***** PAGE EXCERPT *****

Including SectionManager::fetch($section_id) in the loop:

  • 436,469,760 bytes used
  • 169.45167779922 s

Removing SectionManager::fetch($section_id) from the loop:

  • 436,469,760 bytes used
  • 166.0119240284 s

Hmmm, no significant difference. :-(

@michael-e
Copy link
Member Author

Removing a single function, Symphony::ExtensionManager()->notifyMembers:

  • 368,050,176 bytes used
  • 153.42075800896 s

Removing a single function, $entry->setDataFromPost:

  • 238,551,040 bytes used
  • 80.510625839233 s

Removing both, Symphony::ExtensionManager()->notifyMembers and $entry->setDataFromPost:

  • 170,655,744 bytes used
  • 66.98449587822 s

Removing three functions, Symphony::ExtensionManager()->notifyMembers, $entry->setDataFromPost and $entry->commit():

  • 47,710,208 bytes used
  • 16.244827032089 s

Also removing $entry->checkPostData makes no difference in memory consumption:

  • 47,710,208 bytes used
  • 11.713372945786 s

@michael-e
Copy link
Member Author

As you see, there are three functions that "leak" memory.

@brendo
Copy link
Member

brendo commented Apr 6, 2015

Difficult. I would have to think about it. There are legal issues as well (with the data).

Let me know what you come up with. Because of the scope of where the leak could be originating from, the best way for me to help it to be able to replicate the issue on my machine and then start debugging as well. If the problem is not data specific, we should be able to recreate this using 'fake data', but I'm keen to try and replicate your exact setup as closely as possible.

Otherwise, I can spin up a dummy script that creates fake data for a section that contains all of the core fields and share that ensemble with you, essentially a test case. We can use this as base to attempt to first replicate and then resolve the problem. If we can't replicate with this test case, then we'll have to start adding fields to bridge the gap between the simple test and the actual test until we find the breaking point.

I assume the environment is running PHP 5.6.7?

@michael-e
Copy link
Member Author

The whole thingie is running on a virtual server, I don't even have a local installation. On the server I am running PHP 5.4.39.

Debugging would probably be easier on localhost, right?

I will come back to this a bit later, since I have a deadline for initial data import. Since all these Excel files have 5000 rows, I could do it with the current script. (It might become a serious issue later, when people try bigger files.)

One more interesting test:

Using setDataFromPost in dry-run mode ($entry->setDataFromPost($fields, $errors, true)) I also see a reduced memory footprint:

  • 365,953,024 bytes used
  • 148.83119392395 s

Without dry-run mode:

  • 438,829,056 bytes used
  • 174.13854598999 s

(BTW, dry-run seems to be the only way to successfully set a creation_date for the entry. I haven't managed to set the modification_date at all.)

@michael-e
Copy link
Member Author

My gut feeling says it's the database (MySQL) class. Symphony has a static Database object, and doesn't that mean that the "magic" MySQL::__destruct function is useless inside my script?

@michael-e
Copy link
Member Author

(Excuse me if I am completely wrong with the assumption above. As you know, my PHP skills are pretty limited.)

***** EXTRACTED ENTRIES *****

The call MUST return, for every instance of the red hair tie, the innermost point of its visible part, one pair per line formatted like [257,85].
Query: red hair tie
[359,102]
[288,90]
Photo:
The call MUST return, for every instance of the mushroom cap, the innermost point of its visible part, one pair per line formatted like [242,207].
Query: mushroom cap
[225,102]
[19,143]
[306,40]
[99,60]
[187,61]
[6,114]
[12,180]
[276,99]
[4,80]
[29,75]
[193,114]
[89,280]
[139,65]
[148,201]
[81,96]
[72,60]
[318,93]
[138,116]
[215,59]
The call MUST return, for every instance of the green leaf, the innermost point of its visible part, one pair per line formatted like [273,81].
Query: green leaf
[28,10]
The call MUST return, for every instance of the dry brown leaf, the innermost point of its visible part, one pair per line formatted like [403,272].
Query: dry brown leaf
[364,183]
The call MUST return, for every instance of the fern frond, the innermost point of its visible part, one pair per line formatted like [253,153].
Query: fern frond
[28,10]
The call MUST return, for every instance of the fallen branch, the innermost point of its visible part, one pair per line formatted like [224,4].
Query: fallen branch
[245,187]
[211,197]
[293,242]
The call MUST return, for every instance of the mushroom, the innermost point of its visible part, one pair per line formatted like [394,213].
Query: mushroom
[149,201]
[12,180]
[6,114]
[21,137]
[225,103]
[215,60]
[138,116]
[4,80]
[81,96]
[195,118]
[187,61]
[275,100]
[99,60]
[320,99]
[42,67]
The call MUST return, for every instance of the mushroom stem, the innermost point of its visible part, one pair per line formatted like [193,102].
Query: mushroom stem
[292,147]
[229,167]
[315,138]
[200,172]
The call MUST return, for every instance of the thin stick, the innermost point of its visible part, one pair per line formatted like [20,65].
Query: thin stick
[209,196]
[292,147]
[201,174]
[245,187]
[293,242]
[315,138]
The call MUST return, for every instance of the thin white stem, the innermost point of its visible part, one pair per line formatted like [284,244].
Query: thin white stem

*****

## YOUR INSTRUCTIONS
Copy the memory leak discussion starting at "Otherwise, I can" and ending at "on localhost, right?", switching "dummy script" to "mock script". The items have no connection to the memory leak discussion.

## TASK OUTPUT
Otherwise, I can spin up a mock script that creates fake data for a section that contains all of the core fields and share that ensemble with you, essentially a test case. We can use this as base to attempt to first replicate and then resolve the problem. If we can't replicate with this test case, then we'll have to start adding fields to bridge the gap between the simple test and the actual test until we find the breaking point.

I assume the environment is running PHP 5.6.7?

@michael-e
Copy link
Member Author

The whole thingie is running on a virtual server, I don't even have a local installation. On the server I am running PHP 5.4.39.

Debugging would probably be easier on localhost, right?